**Extract to read:**
Max Klinger, John Massey and Joseph Calleja
the glove, the car and the mirror


May 9 August 17, 2013


Reception: Saturday, July 20 from 2 - 4 pm


Two suites of works from the collection of the McMaster Museum of Art—Max Klinger’s (German 1857-1920) Ein Handschuh Opus VI (1881) and John Massey’s (Canadian b. 1950) This Land (the photographs)—provide an instructive comparison that bridges more than 125 years of the modern period. 

Max Klinger’s almost film-like sequence, observing the observer at the outset, morphs into an erotic dream through different settings. Produced during the highpoint of the Symbolist period, Klinger’s work also “anticipates” Freud’s psychoanalysis.

John Massey’smanipulated photographs continue his inquiry into the idealized spaces of modernity, “The perfect space invoking the perfect viewer.”

Echoing Klinger’s assertion that the graphic artist moulds the given facts of nature according to his own expressive capacity, Massey stated, “The digital marriage of the car interior and the landscape, creates a hyper-image.  Both shots are from the world, but when knit together, they become imagined or commercial.”

Joseph Calleja’s (Canadian b. Malta 1924) Revolving Concave Mirror is being shown for the first time since it was initially exhibited in 1968.  The content of the mirror is a reflection of the environment—the gallery space, the Klinger and Massey works, and the viewer—knitted and moulded together.

**Assigned task A:** Copy the mask listing line for line, leaving out the pictures.
The exhibition text and the mask listing have nothing to do with each other.

**Records supplied:**

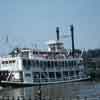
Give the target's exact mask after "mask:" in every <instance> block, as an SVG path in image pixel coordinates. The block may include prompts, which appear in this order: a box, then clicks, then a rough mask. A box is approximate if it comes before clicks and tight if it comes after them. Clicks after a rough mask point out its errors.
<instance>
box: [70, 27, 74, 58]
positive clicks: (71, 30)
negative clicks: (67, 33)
mask: <svg viewBox="0 0 100 100" xmlns="http://www.w3.org/2000/svg"><path fill="white" fill-rule="evenodd" d="M70 31H71V39H72V56H73V57H74V53H75V47H74V27H73V25H70Z"/></svg>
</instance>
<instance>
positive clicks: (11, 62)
mask: <svg viewBox="0 0 100 100" xmlns="http://www.w3.org/2000/svg"><path fill="white" fill-rule="evenodd" d="M15 62H16V61H15V60H8V61H2V64H14V63H15Z"/></svg>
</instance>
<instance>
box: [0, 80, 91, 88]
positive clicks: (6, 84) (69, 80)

**Assigned task B:** Repeat the exhibition text verbatim, everything from "Reception: Saturday, July" down to "the modern period.".

**Your solution A:**
Give the target's exact mask after "mask:" in every <instance> block, as an SVG path in image pixel coordinates. The block may include prompts, which appear in this order: a box, then clicks, then a rough mask. A box is approximate if it comes before clicks and tight if it comes after them. Clicks after a rough mask point out its errors.
<instance>
box: [70, 27, 74, 58]
positive clicks: (71, 30)
negative clicks: (67, 33)
mask: <svg viewBox="0 0 100 100" xmlns="http://www.w3.org/2000/svg"><path fill="white" fill-rule="evenodd" d="M70 31H71V39H72V56H73V57H74V53H75V47H74V27H73V25H70Z"/></svg>
</instance>
<instance>
positive clicks: (11, 62)
mask: <svg viewBox="0 0 100 100" xmlns="http://www.w3.org/2000/svg"><path fill="white" fill-rule="evenodd" d="M15 62H16V61H15V60H8V61H2V64H14V63H15Z"/></svg>
</instance>
<instance>
box: [0, 80, 91, 88]
positive clicks: (6, 84) (69, 80)

**Your solution B:**
Reception: Saturday, July 20 from 2 - 4 pm


Two suites of works from the collection of the McMaster Museum of Art—Max Klinger’s (German 1857-1920) Ein Handschuh Opus VI (1881) and John Massey’s (Canadian b. 1950) This Land (the photographs)—provide an instructive comparison that bridges more than 125 years of the modern period.